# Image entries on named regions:
— START —

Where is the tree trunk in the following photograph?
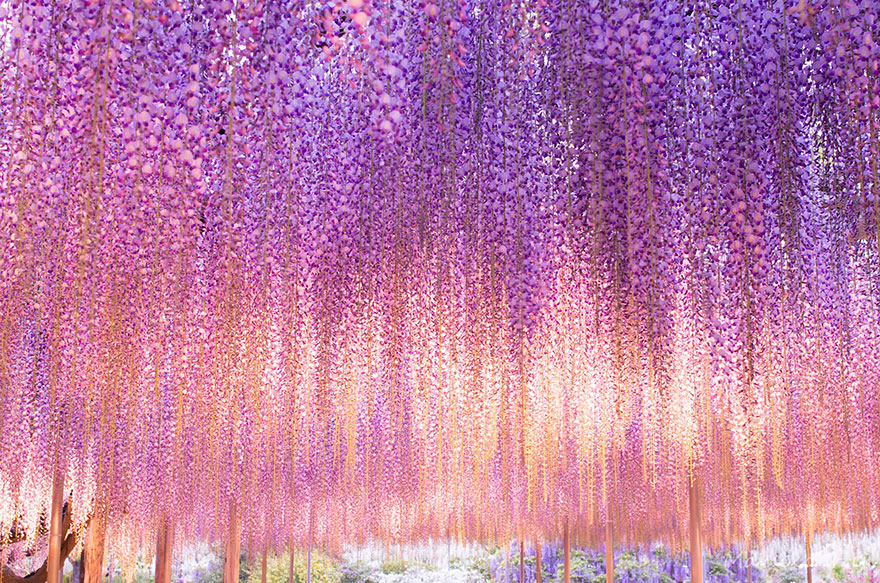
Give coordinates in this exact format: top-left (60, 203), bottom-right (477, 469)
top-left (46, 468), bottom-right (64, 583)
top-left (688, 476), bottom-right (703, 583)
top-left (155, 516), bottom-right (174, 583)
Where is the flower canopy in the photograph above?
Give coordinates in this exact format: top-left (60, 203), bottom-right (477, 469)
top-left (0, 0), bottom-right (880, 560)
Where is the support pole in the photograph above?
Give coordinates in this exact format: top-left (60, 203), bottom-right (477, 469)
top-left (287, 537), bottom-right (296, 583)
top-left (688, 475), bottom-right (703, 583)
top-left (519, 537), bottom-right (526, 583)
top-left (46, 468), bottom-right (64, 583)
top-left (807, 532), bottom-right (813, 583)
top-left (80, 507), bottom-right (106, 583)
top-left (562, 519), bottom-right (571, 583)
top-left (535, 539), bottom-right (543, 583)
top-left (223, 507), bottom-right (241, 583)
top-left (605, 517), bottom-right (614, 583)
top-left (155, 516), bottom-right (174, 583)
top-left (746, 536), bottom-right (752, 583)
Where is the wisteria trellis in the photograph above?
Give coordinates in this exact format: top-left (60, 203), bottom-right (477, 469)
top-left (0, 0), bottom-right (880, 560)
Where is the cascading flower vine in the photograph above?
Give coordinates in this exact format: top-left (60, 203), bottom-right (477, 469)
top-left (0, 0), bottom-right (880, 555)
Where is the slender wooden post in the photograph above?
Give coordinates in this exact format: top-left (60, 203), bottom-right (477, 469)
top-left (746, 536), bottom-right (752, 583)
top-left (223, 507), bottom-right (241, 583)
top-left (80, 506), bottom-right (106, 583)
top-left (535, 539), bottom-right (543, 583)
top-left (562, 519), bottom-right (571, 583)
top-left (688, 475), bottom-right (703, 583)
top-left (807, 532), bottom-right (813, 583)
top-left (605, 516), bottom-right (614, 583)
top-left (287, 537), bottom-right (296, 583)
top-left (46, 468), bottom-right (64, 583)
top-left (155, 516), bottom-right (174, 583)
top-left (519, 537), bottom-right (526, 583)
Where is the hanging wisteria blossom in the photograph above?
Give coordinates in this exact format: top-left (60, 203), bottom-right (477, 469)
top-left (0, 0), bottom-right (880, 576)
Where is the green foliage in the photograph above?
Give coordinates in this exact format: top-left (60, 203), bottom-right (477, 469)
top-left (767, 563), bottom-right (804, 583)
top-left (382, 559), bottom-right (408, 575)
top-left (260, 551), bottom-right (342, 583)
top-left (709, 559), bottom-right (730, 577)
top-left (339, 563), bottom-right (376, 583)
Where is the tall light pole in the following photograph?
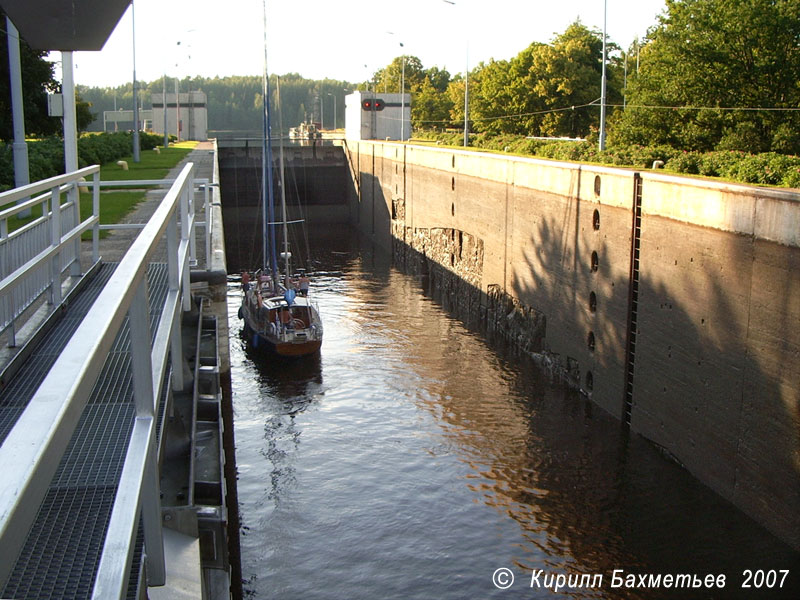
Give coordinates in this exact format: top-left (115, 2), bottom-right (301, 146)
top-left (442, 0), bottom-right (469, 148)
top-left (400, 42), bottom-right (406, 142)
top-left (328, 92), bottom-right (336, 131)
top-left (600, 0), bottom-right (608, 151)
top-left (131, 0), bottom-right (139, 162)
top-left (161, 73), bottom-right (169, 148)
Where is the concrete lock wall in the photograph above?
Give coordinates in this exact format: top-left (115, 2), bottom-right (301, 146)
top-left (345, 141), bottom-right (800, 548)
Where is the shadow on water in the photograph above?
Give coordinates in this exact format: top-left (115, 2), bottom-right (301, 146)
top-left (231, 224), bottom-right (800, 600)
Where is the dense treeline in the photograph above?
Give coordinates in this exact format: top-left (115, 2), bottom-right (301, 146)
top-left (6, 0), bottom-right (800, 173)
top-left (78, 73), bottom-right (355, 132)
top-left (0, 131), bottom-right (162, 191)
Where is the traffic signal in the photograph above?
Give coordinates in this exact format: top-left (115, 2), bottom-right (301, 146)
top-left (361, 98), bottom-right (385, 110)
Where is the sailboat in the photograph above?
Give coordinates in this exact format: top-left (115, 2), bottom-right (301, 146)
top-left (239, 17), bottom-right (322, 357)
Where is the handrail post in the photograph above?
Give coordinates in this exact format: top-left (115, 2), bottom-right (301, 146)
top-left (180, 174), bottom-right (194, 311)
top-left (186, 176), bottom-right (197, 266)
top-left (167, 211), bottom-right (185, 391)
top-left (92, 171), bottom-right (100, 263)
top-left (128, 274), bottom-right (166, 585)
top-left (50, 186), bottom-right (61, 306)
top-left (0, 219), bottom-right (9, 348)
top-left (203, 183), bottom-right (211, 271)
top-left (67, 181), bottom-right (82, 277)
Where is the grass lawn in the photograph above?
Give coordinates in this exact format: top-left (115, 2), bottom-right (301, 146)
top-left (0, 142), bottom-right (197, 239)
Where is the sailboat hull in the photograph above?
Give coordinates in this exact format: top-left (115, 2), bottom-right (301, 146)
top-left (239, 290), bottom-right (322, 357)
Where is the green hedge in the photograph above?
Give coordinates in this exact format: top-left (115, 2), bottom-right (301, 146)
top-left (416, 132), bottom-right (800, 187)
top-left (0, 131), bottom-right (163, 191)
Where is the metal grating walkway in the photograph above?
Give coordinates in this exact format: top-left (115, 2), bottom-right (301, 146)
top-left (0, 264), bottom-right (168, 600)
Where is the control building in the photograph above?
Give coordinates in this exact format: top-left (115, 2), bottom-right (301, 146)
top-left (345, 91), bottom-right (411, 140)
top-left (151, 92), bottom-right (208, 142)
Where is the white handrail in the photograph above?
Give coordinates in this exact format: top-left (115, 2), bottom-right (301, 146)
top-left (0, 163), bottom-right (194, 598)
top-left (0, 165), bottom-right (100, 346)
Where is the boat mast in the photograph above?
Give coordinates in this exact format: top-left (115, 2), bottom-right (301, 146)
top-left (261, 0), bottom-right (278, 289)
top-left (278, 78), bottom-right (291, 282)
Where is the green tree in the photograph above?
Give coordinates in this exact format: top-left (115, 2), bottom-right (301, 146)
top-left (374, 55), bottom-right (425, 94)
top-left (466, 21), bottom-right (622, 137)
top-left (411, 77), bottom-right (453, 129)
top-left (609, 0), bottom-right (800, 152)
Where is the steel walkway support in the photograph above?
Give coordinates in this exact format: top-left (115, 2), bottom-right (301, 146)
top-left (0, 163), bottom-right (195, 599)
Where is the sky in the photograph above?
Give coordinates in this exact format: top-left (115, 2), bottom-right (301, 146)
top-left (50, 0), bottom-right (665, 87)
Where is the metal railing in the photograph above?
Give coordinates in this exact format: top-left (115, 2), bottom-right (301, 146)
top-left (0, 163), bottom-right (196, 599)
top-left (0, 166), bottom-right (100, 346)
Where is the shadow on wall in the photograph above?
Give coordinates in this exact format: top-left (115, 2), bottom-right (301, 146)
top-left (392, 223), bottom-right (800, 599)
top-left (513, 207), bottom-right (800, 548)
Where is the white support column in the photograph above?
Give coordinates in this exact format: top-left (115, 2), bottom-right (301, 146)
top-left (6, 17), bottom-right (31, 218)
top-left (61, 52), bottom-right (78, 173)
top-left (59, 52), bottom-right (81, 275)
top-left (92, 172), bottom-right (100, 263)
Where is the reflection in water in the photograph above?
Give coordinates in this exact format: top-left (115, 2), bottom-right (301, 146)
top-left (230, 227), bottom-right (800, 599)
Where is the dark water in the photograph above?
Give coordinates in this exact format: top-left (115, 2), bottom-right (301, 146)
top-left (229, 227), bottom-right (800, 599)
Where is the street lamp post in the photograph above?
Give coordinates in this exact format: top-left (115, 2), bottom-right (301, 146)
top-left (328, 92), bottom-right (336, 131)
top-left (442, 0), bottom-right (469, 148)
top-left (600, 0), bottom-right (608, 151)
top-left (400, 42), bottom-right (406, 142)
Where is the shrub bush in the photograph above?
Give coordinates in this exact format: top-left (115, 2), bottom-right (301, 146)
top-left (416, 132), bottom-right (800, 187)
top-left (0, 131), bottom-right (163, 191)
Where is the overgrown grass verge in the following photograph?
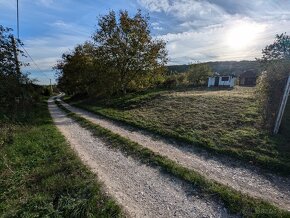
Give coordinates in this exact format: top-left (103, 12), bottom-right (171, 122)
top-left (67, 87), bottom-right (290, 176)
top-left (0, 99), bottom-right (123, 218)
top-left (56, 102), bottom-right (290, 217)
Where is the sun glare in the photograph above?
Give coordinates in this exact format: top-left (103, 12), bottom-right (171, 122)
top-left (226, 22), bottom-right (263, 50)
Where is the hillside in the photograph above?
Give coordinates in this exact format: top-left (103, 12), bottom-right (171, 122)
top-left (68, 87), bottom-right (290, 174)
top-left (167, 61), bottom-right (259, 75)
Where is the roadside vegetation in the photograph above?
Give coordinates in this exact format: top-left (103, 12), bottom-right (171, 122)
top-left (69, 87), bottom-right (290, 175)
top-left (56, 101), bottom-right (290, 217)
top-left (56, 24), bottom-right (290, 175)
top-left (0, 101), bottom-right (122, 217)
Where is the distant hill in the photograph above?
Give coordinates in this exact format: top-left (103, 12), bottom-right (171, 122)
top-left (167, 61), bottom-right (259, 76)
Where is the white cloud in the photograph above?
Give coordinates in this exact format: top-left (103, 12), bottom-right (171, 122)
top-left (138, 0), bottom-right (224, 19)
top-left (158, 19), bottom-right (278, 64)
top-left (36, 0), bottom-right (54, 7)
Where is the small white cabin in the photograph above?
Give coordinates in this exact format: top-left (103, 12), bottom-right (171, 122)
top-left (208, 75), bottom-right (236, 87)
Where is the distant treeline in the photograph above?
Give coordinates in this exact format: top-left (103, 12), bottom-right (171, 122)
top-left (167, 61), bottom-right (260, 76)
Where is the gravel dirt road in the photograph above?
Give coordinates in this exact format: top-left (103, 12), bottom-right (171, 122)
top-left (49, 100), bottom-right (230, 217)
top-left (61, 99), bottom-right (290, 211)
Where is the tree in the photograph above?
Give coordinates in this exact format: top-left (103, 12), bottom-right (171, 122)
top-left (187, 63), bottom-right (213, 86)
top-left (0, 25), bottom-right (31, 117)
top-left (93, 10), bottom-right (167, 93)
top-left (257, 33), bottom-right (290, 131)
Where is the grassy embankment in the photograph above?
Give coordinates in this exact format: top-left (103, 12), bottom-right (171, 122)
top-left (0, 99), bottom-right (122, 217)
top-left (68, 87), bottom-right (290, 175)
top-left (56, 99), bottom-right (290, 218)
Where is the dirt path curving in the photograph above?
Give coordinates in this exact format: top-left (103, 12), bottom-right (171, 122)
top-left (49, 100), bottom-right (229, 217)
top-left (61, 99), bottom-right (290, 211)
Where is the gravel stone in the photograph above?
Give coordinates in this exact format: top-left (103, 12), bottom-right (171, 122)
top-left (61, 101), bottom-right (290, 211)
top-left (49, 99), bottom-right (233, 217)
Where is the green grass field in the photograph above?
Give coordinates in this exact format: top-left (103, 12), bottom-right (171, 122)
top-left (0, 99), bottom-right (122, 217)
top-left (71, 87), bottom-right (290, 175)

— END —

# EXERCISE DESCRIPTION:
Reproduce only the lines from the line containing "Where is the gravel dirt" to the last line of the material above, both of those lines included.

# WORKED SOLUTION:
Where is the gravel dirt road in the photograph above?
Give coordinates in this exact format: top-left (103, 12), bottom-right (171, 122)
top-left (49, 100), bottom-right (230, 217)
top-left (61, 99), bottom-right (290, 211)
Where is the tree in the photograph above?
Give coordinates in this exact format: top-left (103, 12), bottom-right (171, 122)
top-left (187, 63), bottom-right (213, 86)
top-left (0, 25), bottom-right (31, 117)
top-left (93, 10), bottom-right (167, 93)
top-left (257, 33), bottom-right (290, 131)
Where is the grassy embankment in the photograph above?
Give coordinates in this exact format: top-left (103, 12), bottom-right (171, 122)
top-left (0, 99), bottom-right (122, 217)
top-left (68, 87), bottom-right (290, 175)
top-left (56, 99), bottom-right (290, 218)
Where is the dirt path curving in the photograph above?
Give coordinates in this exact format: top-left (103, 12), bottom-right (171, 122)
top-left (49, 100), bottom-right (229, 217)
top-left (61, 99), bottom-right (290, 211)
Where is the gravel stone in the photograph above?
Give coordinates in this exact format: top-left (103, 12), bottom-right (171, 122)
top-left (61, 101), bottom-right (290, 211)
top-left (49, 99), bottom-right (233, 217)
Where is the green grass field in the photograph above?
Give coordinates in this exact format: top-left (103, 12), bottom-right (171, 122)
top-left (0, 99), bottom-right (122, 217)
top-left (71, 87), bottom-right (290, 175)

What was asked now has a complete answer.